What you will do »
A. Print the part of the Yankee Stadium article that runs from "The largest storage" up to and including "to be found.", with no changes.
B. Return each line of the records containing the string "clicks", treating uppercase and lowercase as different.

Document passage »
=== Section Start ===
Up in the Bronx is what concerns Trost and the Yankees most. The current Stadium, as celebrated as it is, lacks many of the amenities of modern parks that have most often been the site for All-Star Games. Since 1997, Boston's Fenway Park, site of the 1999 All-Star Game, is the only yard build before the 1990s to house the event.
Deborah Tymon, Yankees senior vice president for marketing, attended last year's All-Star Game at AT&T Park in San Francisco to get a lay of the land for this year's event.
"There were seas of people everywhere," she said, "and all I could think about was how are we going to handle all of this at the Stadium? It has been a challenge, but we're up to it."
"I hate to keep bringing up the new Stadium, but the new building will be 500,000 square feet larger," Trost said. "That expanse is the building itself. The field is identical, even the dimensions. In that building we'll have space for clubs, meeting rooms, restaurants, whatever, that this building doesn't. So we sit with the folks at MLB and the architects to see which areas we can convert. We're taking a portion of the weight room, a portion of the auxiliary clubhouse, portions of the concourse area and making them into areas that can handle the influx of events."
Among those is something as seemingly innocuous as the Mascot Race, which has become a recent feature.
"There will be a mascot race with 20 some-odd mascots," Trost said. "Where do you dress them? Where do you feed them? You have the Derby, the All-Star Game, a softball game, the Futures game, so there not only have to be locations for these people to change clothes in the clubhouse and showers but also there has to be a quick turnaround so that one group gets in and out and the next group comes in. The same thing holds with our club. We have to pack up everything in the clubhouse. Where do you put everything?"
The largest storage area in the Stadium is currently used to keep promotional items, which will have to be moved so that it can be used for an interview room. If the Yankees were going out of town after the All-Star break, it might have been easier to clear out the locker rooms, but they begin the second half at home, so temporary shelter for the equipment and uniforms have to be found.
=== Section End ===
Excerpted data »
=== Section Start ===
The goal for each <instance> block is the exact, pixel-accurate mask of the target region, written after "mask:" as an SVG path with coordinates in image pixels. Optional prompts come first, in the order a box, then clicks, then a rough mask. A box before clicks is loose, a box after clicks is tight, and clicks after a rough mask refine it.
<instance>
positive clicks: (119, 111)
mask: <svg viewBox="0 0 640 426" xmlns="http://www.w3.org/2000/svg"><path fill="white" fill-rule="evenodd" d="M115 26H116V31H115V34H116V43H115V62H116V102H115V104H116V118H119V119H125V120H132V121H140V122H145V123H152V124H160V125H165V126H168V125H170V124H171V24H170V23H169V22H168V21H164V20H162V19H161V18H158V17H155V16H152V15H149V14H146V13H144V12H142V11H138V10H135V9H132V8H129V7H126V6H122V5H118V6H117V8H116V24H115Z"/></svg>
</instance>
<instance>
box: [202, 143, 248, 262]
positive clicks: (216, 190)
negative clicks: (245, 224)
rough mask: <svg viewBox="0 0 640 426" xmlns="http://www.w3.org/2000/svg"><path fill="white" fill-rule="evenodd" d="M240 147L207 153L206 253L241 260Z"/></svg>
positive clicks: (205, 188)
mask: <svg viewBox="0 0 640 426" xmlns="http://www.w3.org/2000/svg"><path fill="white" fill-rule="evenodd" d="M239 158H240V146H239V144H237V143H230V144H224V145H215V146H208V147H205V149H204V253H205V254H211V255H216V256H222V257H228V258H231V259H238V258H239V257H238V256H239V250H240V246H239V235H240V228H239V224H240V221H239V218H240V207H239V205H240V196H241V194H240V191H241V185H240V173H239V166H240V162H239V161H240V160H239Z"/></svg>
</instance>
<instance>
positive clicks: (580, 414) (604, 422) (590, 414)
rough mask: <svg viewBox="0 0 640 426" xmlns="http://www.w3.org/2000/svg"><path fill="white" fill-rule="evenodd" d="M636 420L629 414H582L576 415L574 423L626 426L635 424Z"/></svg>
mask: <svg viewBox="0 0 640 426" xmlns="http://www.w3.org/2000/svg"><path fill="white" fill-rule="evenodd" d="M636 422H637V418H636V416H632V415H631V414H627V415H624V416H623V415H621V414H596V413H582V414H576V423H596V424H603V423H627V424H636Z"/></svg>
=== Section End ===
Solutions to the problems »
A.
The largest storage area in the Stadium is currently used to keep promotional items, which will have to be moved so that it can be used for an interview room. If the Yankees were going out of town after the All-Star break, it might have been easier to clear out the locker rooms, but they begin the second half at home, so temporary shelter for the equipment and uniforms have to be found.

B.
The goal for each <instance> block is the exact, pixel-accurate mask of the target region, written after "mask:" as an SVG path with coordinates in image pixels. Optional prompts come first, in the order a box, then clicks, then a rough mask. A box before clicks is loose, a box after clicks is tight, and clicks after a rough mask refine it.
positive clicks: (119, 111)
positive clicks: (216, 190)
negative clicks: (245, 224)
positive clicks: (205, 188)
positive clicks: (580, 414) (604, 422) (590, 414)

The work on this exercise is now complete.